**Selected excerpt**
++++++
My folks also gifted some shares of a closely held family business to all of their children. Each child got Y shares, whether they were single or married at the time, whatever their age or stage of life or financial situation.
I have two nephews, one of whom is living with a girlfriend and the other, while not living with his girlfriend, has been dating her for years. Until now I never got the girlfriends any gifts, but since the one couple moved in together it suddenly feels like the landscape has changed. The other nephew has had a much longer relationship, but they both still live at home, and that never prompted me to feel like I had to give his girlfriend a gift, so somehow the cohabitating put it all on a different level. I can’t just get the cohabitating girlfriend a gift, especially since she has been in my nephew’s life for a much shorter time than the non-cohabitating girlfriend. So I decided to get each couple a gift card to a cool restaurant local to where they each live, and put on it enough to pay for 2 meals. This way I don’t have to pick out separate gifts for the girls, whom I don’t know well, yet it includes them in the main holiday gift to each nephew. It gets so complicated as they get older!
++++++
**Extracted entries**
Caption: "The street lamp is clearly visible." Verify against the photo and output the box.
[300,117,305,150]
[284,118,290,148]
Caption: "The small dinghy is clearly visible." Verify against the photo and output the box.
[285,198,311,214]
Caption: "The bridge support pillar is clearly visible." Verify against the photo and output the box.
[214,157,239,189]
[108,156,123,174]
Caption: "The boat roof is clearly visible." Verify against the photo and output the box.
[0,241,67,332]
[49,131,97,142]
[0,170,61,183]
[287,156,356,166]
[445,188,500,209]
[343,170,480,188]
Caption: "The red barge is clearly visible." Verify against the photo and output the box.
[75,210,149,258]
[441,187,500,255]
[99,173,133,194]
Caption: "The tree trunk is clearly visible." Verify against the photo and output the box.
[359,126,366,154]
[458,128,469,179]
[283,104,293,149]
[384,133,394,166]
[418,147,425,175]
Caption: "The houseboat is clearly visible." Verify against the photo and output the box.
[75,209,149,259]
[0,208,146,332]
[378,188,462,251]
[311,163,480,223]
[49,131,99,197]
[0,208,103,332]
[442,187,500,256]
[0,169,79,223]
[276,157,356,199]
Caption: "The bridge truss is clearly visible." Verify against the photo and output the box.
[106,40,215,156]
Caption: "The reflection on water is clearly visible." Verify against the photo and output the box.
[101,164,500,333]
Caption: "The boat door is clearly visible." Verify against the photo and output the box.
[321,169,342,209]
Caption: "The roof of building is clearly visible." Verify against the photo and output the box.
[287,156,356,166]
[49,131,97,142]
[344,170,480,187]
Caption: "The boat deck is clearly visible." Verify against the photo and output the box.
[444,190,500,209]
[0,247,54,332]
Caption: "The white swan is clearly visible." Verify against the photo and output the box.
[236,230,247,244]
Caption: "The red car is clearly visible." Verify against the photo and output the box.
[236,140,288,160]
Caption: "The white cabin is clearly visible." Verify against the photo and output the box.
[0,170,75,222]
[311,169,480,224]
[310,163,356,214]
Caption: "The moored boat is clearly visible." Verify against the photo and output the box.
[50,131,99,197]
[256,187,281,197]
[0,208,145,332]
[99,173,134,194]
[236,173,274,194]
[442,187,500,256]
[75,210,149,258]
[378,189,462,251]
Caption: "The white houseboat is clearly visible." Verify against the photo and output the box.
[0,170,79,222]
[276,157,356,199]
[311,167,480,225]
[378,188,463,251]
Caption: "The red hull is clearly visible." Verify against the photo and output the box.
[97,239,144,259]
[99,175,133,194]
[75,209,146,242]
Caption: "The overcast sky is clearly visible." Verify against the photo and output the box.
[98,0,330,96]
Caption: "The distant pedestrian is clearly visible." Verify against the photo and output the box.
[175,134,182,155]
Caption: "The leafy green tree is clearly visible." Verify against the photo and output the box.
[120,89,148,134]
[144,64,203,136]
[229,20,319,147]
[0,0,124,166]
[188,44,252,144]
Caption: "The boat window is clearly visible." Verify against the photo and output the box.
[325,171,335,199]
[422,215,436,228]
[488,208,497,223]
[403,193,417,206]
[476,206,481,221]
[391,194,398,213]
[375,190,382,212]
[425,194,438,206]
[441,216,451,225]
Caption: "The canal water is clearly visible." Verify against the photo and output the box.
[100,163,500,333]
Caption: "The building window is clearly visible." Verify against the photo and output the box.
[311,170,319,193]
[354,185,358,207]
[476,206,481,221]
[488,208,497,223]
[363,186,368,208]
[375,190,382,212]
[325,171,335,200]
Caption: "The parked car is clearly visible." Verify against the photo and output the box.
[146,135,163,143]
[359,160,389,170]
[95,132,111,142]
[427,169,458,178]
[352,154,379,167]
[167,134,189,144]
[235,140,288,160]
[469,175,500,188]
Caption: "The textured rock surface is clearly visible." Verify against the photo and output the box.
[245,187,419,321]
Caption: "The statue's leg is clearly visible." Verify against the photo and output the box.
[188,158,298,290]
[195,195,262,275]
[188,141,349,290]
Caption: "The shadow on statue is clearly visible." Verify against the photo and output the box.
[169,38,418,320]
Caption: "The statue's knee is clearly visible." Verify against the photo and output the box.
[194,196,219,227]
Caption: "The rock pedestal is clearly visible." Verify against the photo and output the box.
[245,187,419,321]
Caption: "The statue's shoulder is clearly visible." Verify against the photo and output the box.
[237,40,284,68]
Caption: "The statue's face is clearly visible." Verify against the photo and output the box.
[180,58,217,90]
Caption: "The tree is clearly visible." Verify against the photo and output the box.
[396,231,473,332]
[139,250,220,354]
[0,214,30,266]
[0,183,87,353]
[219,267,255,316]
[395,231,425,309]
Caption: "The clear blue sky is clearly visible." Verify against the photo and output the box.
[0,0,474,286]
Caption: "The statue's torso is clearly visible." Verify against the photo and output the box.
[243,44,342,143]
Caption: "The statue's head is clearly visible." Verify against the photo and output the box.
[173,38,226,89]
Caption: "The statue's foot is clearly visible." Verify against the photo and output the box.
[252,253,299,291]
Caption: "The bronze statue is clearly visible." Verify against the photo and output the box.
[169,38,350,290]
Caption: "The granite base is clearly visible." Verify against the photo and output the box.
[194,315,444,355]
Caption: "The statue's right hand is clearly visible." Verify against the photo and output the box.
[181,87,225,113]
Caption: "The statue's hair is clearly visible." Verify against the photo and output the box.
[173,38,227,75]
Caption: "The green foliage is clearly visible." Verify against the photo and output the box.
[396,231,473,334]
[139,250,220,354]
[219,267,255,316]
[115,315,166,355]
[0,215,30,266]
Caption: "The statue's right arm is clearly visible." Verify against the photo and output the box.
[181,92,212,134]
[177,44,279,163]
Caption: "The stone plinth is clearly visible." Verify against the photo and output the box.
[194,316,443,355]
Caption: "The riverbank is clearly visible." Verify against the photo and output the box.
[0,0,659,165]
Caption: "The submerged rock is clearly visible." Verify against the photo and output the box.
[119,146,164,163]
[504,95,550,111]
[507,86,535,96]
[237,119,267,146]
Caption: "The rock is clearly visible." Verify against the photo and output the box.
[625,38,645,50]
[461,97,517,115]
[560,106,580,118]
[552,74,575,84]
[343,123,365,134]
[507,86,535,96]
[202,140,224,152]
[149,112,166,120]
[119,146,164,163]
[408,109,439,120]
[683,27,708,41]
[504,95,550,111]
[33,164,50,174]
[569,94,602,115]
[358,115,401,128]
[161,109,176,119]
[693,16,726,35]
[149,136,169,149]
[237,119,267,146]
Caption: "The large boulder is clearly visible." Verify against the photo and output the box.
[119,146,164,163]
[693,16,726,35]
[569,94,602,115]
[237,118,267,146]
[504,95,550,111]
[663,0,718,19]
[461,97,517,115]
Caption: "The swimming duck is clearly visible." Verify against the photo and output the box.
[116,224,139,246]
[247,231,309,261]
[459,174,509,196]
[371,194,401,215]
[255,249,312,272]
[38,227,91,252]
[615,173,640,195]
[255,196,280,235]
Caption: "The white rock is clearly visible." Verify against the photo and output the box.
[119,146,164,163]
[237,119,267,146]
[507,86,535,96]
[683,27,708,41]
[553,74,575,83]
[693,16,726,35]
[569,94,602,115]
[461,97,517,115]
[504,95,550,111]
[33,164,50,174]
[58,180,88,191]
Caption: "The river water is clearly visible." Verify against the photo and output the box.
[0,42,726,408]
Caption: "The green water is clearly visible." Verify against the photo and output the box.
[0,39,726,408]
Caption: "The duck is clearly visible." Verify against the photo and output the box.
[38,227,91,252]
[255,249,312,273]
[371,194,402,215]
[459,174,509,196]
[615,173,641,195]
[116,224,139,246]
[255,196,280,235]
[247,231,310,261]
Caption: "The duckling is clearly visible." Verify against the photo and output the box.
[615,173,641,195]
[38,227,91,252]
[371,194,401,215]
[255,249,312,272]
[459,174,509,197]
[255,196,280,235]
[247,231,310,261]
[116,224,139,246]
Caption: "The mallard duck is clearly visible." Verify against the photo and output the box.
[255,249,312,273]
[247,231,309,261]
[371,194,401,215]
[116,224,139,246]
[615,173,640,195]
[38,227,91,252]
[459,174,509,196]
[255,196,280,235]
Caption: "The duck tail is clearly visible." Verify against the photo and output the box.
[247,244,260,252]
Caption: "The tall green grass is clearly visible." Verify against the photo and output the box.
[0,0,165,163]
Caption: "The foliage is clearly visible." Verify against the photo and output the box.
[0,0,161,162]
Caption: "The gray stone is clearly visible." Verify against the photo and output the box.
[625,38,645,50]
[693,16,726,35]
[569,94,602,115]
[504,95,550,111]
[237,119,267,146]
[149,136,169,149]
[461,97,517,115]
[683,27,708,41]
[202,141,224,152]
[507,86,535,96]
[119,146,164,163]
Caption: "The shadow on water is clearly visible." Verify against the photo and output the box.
++++++
**Exercise objective**
Reproduce the full passage on family gift-giving word for word.

**Correct response**
My folks also gifted some shares of a closely held family business to all of their children. Each child got Y shares, whether they were single or married at the time, whatever their age or stage of life or financial situation.
I have two nephews, one of whom is living with a girlfriend and the other, while not living with his girlfriend, has been dating her for years. Until now I never got the girlfriends any gifts, but since the one couple moved in together it suddenly feels like the landscape has changed. The other nephew has had a much longer relationship, but they both still live at home, and that never prompted me to feel like I had to give his girlfriend a gift, so somehow the cohabitating put it all on a different level. I can’t just get the cohabitating girlfriend a gift, especially since she has been in my nephew’s life for a much shorter time than the non-cohabitating girlfriend. So I decided to get each couple a gift card to a cool restaurant local to where they each live, and put on it enough to pay for 2 meals. This way I don’t have to pick out separate gifts for the girls, whom I don’t know well, yet it includes them in the main holiday gift to each nephew. It gets so complicated as they get older!